Exercise objective:
Reproduce each entry below verbatim.

● ● ● ●

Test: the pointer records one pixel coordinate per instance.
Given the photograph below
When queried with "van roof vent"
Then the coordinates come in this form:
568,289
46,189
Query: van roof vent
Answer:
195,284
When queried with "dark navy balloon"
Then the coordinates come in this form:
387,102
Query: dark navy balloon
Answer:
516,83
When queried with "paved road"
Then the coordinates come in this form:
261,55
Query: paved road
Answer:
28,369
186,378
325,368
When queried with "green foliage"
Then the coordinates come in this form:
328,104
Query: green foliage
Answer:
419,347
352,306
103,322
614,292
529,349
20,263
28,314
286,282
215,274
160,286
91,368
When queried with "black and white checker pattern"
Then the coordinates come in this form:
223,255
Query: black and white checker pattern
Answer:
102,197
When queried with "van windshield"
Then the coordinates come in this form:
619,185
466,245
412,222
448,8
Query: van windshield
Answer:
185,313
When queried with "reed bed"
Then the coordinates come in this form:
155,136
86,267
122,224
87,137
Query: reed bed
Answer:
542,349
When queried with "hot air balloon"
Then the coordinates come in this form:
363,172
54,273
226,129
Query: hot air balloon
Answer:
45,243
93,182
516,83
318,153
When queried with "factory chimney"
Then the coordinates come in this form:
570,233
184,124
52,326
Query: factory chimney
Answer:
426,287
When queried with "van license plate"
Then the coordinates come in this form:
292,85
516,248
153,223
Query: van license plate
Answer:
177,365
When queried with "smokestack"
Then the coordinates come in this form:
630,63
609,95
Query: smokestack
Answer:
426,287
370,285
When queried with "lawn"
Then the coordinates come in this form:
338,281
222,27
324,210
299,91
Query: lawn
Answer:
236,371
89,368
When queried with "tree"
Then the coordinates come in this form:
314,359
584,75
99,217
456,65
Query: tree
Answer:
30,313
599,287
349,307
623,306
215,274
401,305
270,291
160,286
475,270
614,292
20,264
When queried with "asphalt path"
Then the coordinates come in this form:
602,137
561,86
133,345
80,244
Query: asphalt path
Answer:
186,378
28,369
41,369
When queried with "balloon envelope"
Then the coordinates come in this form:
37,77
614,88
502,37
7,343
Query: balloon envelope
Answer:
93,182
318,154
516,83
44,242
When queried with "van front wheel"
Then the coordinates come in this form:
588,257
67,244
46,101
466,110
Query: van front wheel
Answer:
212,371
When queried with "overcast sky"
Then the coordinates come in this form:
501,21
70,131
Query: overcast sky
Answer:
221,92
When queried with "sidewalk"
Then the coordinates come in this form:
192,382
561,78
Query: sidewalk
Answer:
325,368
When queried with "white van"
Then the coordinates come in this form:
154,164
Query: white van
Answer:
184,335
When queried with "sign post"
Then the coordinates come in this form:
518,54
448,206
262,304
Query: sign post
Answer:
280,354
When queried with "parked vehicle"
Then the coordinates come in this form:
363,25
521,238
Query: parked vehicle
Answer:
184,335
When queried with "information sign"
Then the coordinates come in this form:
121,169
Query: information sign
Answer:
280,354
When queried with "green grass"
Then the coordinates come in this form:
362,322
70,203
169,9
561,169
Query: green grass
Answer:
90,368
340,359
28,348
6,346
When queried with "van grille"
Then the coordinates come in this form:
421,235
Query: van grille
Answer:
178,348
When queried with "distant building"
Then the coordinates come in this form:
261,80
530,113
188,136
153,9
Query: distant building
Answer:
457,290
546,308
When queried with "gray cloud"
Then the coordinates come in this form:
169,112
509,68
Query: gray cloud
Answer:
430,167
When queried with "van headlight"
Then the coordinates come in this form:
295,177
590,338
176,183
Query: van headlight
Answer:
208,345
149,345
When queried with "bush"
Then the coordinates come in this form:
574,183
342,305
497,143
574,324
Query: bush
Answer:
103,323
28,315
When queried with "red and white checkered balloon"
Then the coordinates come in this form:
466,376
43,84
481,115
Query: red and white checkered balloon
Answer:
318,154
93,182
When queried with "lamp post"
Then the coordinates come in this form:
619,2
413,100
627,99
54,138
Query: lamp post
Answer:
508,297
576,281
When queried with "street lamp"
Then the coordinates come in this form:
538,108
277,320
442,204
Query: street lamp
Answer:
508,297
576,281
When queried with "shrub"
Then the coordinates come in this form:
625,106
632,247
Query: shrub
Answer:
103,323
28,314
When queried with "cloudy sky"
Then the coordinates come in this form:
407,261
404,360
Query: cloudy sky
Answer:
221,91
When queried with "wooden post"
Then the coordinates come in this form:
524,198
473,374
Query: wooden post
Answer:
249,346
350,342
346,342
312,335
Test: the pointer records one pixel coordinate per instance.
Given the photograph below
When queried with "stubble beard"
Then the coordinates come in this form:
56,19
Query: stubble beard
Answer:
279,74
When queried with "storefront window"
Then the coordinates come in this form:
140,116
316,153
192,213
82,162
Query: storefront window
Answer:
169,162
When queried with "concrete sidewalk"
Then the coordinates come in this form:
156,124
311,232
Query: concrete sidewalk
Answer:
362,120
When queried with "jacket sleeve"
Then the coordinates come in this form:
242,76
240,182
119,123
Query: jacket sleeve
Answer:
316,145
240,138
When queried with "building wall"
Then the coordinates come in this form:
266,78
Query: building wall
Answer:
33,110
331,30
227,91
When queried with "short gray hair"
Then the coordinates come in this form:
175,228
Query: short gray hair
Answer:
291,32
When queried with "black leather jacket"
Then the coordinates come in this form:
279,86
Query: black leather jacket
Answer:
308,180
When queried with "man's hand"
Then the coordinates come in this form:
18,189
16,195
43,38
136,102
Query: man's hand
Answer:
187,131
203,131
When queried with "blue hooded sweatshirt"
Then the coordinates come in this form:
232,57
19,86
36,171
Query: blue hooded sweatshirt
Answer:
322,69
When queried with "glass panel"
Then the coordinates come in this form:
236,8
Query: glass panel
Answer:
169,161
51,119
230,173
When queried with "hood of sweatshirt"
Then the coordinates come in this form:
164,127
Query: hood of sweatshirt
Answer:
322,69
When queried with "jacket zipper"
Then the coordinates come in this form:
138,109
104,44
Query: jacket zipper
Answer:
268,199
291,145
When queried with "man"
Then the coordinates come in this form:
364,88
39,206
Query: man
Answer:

● ● ● ●

Answer area:
Test: the pointer records one pixel coordinate per instance.
Given the photograph below
When queried with "van roof vent"
Then the coordinates come in this form:
568,289
46,189
Query: van roof vent
Answer:
195,284
When queried with "dark navy balloon"
Then the coordinates come in this form:
387,102
Query: dark navy balloon
Answer:
516,83
When queried with "paved road"
Then the coordinates come in this form:
261,55
Query: paved road
Answer:
28,369
186,378
325,368
When queried with "green foliage"
Then the coordinates come in this form:
328,104
Query: green foliage
Answer:
419,347
352,306
103,322
614,292
529,349
20,263
28,314
286,282
215,274
160,286
91,368
When queried with "black and white checker pattern"
Then the coordinates come in this form:
223,255
Query: black and white checker pattern
Answer:
102,197
When queried with "van windshield"
Then the coordinates come in this form:
619,185
466,245
412,222
448,8
Query: van windshield
Answer:
185,313
When queried with "reed bed"
Then the coordinates come in this form:
155,136
86,267
122,224
87,137
Query: reed bed
Answer:
542,349
When queried with "hot air balloon"
Then the coordinates come in this form:
363,172
54,273
226,129
Query: hot air balloon
Answer:
45,243
93,182
516,83
318,153
When queried with "factory chimney"
Then the coordinates come in this form:
570,233
184,124
52,326
Query: factory chimney
Answer:
426,287
When queried with "van license plate"
Then the coordinates come in this form:
292,85
516,248
153,223
Query: van license plate
Answer:
177,365
When queried with "smokestack"
Then the coordinates come in this form:
630,63
609,95
Query: smokestack
Answer:
426,287
370,285
When queried with "lawn"
Then the coordinates come in this form:
338,281
222,27
324,210
299,91
Query: lawn
Answer:
236,371
89,368
When queried with "tree"
Then the coordinates come in this form:
314,359
584,75
99,217
456,65
Query: tree
Answer:
30,313
599,287
349,307
623,306
215,274
401,305
270,291
160,286
475,270
614,292
20,264
When queried with "asphalt path"
Then the coordinates come in this form:
602,137
561,86
133,345
80,244
Query: asphalt path
Answer:
186,378
28,369
41,369
When queried with "balloon envelope"
Then the coordinates come in this form:
37,77
614,88
502,37
7,343
Query: balloon envelope
Answer:
93,182
318,154
516,83
44,242
When queried with "van front wheel"
Then the coordinates come in this form:
588,257
67,244
46,101
466,110
Query: van front wheel
Answer:
212,371
When queried with "overcast sky"
Then the coordinates come in this form:
501,21
70,131
Query: overcast sky
Answer:
221,92
When queried with "sidewalk"
Then the coordinates come in this form:
192,382
561,78
Query: sidewalk
Answer:
325,368
When queried with "white van"
Then the coordinates come in this form:
154,164
Query: white van
Answer:
184,335
When queried with "sign post"
Then the coordinates come in this form:
518,54
448,206
262,304
Query: sign post
Answer:
280,354
When queried with "parked vehicle"
Then the coordinates come in this form:
363,25
521,238
Query: parked vehicle
Answer:
184,335
When queried with "information sign"
Then the coordinates come in this form:
121,169
Query: information sign
Answer:
280,354
When queried with "green grass"
Then the coordinates come in this form:
362,322
70,203
169,9
561,169
Query: green grass
Answer:
90,368
340,359
28,348
6,346
When queried with "van grille"
Then the coordinates come in this form:
421,235
Query: van grille
Answer:
178,348
When queried with "distant building"
Then the coordinates come in this form:
261,80
530,113
188,136
153,9
Query: distant building
Answer:
457,290
546,308
When queried with "gray cloud"
Then the coordinates come in this form:
169,112
509,68
Query: gray cloud
Answer:
430,167
When queried with "van headlight"
Then the coordinates come in this form:
295,177
590,338
176,183
Query: van headlight
Answer:
208,345
149,345
When queried with "bush"
Then the coordinates come in this form:
574,183
342,305
497,143
574,324
Query: bush
Answer:
103,323
28,315
When queried with "red and white checkered balloon"
Then the coordinates come in this form:
466,376
43,84
481,115
Query: red and white checkered balloon
Answer:
318,154
93,182
When queried with "lamp post"
Then the coordinates come in this form:
619,2
413,100
627,99
54,138
Query: lamp post
Answer:
508,297
576,281
When queried with "street lamp"
Then the coordinates come in this form:
538,108
277,320
442,204
Query: street lamp
Answer:
508,297
576,281
When queried with "shrub"
Then the coordinates come in this form:
625,106
632,247
Query: shrub
Answer:
103,323
28,314
When queried with "cloudy sky"
Then the coordinates come in this form:
407,261
404,360
Query: cloudy sky
Answer:
221,91
When queried with "wooden post"
Then the coordinates come in this form:
524,198
473,374
Query: wooden post
Answer:
249,346
350,342
346,342
312,335
Test: the pointer records one pixel coordinate per instance.
Given the photograph below
When queried with "stubble beard"
Then the coordinates come in this form:
56,19
Query: stubble beard
Answer:
279,74
When queried with "storefront window"
Then the coordinates come in this form:
140,116
316,153
192,213
82,162
Query: storefront window
Answer:
169,162
When queried with "concrete sidewalk"
Then the coordinates come in this form:
156,124
311,232
Query: concrete sidewalk
Answer:
362,120
When queried with "jacket sleeve"
Then the coordinates come in this form:
242,76
240,182
119,123
Query: jacket sleeve
Answer:
316,145
240,138
When queried with "building wall"
Then the coordinates come in this form:
266,78
Query: building wall
Answer:
33,110
331,30
227,91
When queried with "short gray hair"
Then the coordinates come in this form:
175,228
Query: short gray hair
Answer:
291,32
When queried with "black leather jacket"
Then the coordinates come in this form:
279,86
Query: black leather jacket
Answer:
308,180
When queried with "man's hand"
Then the coordinates come in this form:
18,189
16,195
43,38
136,102
Query: man's hand
Answer:
187,131
203,131
When queried with "blue hooded sweatshirt"
Then the coordinates come in this form:
232,57
19,86
36,171
Query: blue hooded sweatshirt
Answer:
322,69
When queried with "glass panel"
Then the coordinates come in this form:
236,8
Query: glass panel
Answer:
169,161
51,119
230,173
When queried with "hood of sweatshirt"
Then the coordinates come in this form:
164,127
Query: hood of sweatshirt
Answer:
322,69
When queried with "jacket zipper"
Then the coordinates come in this form:
138,109
104,44
Query: jacket zipper
Answer:
268,199
291,145
When queried with "man"
Then the coordinates come in this form:
364,88
39,206
Query: man
Answer:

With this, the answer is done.